## Begin PROVIDED ENTRIES

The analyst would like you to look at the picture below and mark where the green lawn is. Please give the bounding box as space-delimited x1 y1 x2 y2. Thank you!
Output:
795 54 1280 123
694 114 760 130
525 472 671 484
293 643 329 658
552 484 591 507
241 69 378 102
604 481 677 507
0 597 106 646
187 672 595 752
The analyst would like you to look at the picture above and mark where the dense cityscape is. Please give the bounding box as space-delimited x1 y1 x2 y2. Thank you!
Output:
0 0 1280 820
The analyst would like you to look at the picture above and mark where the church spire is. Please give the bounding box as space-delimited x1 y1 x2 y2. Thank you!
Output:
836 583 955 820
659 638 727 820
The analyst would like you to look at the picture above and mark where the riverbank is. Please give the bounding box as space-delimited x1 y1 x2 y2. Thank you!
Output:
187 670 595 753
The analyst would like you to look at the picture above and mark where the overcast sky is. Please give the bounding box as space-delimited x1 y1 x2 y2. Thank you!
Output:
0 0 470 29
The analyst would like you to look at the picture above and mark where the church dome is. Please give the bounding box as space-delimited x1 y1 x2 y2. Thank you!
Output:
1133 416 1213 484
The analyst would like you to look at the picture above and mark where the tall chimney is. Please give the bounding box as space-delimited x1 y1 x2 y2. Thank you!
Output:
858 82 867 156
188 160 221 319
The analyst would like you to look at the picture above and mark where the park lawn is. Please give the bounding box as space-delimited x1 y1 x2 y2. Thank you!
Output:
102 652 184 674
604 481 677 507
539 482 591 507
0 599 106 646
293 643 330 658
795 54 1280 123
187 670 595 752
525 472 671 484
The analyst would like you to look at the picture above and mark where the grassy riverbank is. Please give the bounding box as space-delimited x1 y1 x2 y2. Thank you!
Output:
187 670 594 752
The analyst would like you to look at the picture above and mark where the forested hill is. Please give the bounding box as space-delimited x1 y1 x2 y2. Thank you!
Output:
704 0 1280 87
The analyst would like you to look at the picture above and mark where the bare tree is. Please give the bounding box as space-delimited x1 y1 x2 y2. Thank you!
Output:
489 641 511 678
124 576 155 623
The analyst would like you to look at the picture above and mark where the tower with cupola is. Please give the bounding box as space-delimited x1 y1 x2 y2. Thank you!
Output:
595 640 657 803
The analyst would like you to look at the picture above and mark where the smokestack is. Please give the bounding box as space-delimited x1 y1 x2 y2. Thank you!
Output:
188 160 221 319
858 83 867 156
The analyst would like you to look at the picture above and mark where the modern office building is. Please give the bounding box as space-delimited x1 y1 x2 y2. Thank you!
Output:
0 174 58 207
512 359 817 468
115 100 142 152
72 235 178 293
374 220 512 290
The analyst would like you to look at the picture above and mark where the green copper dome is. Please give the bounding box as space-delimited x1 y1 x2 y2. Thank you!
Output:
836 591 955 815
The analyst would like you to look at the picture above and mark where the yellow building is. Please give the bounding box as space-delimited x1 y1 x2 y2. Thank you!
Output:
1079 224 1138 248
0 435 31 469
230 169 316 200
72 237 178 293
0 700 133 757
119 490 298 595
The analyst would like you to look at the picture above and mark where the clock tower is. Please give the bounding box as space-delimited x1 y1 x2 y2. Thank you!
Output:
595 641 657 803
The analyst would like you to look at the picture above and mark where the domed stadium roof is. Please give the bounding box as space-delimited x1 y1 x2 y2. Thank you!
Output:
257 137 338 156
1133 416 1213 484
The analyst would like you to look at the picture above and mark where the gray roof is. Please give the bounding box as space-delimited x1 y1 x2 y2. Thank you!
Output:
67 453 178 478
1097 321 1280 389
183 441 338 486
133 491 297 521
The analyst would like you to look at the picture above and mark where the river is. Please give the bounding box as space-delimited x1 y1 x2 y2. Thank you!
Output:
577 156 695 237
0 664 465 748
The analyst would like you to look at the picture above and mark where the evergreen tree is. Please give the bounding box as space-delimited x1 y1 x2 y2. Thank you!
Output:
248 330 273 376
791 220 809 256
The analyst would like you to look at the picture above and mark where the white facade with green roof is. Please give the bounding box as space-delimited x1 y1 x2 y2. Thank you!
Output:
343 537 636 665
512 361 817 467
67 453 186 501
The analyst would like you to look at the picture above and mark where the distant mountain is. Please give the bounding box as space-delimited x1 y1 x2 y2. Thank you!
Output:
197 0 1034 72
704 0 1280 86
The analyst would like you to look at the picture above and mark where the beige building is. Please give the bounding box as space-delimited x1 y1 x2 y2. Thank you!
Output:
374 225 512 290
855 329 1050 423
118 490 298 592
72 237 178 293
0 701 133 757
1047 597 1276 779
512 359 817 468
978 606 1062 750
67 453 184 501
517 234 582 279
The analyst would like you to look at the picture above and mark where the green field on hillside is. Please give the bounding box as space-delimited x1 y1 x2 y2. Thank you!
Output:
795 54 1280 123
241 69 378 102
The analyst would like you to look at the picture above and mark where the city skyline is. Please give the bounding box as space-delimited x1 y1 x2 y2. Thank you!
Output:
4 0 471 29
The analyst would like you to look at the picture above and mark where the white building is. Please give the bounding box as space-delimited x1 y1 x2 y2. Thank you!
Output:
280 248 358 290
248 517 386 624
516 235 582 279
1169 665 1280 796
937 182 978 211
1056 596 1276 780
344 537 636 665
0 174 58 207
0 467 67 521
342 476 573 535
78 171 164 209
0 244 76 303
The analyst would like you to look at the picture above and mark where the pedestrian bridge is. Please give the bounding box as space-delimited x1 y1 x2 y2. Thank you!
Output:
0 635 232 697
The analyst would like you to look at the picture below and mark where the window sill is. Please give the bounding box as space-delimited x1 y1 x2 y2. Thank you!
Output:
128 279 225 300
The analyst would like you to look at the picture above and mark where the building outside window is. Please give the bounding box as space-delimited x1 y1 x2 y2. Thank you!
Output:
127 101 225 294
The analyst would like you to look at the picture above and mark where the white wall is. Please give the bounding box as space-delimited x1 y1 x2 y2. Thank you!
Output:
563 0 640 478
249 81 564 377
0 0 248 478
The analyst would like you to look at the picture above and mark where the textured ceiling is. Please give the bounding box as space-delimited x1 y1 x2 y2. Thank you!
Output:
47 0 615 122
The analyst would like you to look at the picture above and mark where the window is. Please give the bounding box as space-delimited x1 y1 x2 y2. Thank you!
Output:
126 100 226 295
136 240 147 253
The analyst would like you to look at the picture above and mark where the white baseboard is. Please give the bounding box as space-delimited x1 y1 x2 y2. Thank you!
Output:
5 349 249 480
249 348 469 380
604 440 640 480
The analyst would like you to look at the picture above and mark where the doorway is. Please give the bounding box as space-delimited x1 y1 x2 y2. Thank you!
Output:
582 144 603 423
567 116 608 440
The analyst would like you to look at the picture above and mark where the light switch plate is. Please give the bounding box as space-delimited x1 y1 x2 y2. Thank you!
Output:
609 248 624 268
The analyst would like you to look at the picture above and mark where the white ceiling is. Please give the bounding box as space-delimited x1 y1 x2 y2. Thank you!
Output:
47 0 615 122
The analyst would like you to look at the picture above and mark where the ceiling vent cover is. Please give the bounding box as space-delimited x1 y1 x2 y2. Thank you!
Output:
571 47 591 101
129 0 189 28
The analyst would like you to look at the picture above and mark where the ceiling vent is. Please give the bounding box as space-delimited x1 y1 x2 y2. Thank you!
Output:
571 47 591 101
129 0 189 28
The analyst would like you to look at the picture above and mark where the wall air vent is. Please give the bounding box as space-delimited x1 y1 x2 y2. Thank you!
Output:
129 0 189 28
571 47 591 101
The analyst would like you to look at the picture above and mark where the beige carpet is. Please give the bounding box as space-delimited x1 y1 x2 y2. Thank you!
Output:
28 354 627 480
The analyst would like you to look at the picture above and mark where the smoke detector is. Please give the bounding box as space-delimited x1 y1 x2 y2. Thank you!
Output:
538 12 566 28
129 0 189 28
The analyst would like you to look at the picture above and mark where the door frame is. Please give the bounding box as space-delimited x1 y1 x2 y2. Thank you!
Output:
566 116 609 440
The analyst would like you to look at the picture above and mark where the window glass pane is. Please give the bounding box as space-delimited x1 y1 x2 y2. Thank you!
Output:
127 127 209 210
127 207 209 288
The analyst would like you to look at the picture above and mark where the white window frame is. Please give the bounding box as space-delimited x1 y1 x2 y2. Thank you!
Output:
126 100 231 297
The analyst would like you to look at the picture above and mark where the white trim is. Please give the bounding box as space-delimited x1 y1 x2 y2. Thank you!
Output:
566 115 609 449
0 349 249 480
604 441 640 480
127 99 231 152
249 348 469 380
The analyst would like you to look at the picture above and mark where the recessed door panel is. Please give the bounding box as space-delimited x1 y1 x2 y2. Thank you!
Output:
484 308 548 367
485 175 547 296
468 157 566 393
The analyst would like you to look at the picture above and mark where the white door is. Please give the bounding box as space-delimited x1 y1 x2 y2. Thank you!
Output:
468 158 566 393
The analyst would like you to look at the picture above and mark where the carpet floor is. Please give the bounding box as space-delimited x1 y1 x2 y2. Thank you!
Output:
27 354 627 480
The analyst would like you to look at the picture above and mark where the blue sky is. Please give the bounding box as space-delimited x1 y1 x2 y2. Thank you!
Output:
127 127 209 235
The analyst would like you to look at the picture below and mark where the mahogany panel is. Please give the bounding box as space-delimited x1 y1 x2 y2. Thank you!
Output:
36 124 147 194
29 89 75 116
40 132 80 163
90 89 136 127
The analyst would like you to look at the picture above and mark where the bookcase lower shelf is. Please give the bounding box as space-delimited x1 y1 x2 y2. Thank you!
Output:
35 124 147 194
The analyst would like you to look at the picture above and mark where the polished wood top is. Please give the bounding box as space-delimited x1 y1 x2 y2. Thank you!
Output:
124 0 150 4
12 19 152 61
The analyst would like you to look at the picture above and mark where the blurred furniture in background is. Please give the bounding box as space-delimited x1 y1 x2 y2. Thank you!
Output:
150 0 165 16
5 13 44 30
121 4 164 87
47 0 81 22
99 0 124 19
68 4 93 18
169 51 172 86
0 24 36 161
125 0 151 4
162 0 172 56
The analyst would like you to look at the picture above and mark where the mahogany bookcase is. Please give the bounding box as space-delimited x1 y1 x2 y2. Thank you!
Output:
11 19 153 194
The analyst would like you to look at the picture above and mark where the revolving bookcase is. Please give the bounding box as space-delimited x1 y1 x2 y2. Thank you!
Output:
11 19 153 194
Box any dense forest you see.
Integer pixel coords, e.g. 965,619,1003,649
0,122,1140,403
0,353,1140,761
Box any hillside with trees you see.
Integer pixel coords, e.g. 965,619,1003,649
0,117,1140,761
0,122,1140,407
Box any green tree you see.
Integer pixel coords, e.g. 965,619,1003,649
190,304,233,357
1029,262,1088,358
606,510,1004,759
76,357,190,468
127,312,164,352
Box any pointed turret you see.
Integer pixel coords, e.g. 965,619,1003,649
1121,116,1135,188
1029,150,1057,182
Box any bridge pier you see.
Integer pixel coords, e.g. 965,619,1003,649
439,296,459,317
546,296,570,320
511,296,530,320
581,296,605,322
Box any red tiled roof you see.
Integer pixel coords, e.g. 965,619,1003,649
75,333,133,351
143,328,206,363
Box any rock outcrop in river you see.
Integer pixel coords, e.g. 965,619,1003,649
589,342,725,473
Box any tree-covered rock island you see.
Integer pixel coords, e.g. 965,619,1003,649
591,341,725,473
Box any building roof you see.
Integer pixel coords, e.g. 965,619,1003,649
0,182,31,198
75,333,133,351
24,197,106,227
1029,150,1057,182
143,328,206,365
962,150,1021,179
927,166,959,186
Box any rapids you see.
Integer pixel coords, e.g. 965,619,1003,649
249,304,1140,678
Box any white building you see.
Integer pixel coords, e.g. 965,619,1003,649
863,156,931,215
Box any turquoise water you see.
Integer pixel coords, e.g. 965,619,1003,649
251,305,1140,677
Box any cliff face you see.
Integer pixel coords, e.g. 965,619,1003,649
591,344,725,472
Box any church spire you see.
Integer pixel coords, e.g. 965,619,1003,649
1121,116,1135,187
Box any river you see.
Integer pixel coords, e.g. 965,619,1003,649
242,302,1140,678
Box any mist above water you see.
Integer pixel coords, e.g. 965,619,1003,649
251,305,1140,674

## End PROVIDED ENTRIES

Arrange part of the records above as a Markdown table with the columns Row and Line, giving each line a row number and leaving out blank lines. Begin at the line that contains "where the riverbank" and stop after the line that contains "187 670 595 753".

| Row | Line |
|---|---|
| 1 | The analyst would like you to look at the picture above and mark where the riverbank is. Please give the bounding box as space-delimited x1 y1 x2 y2. Thank you! |
| 2 | Output: |
| 3 | 187 670 595 753 |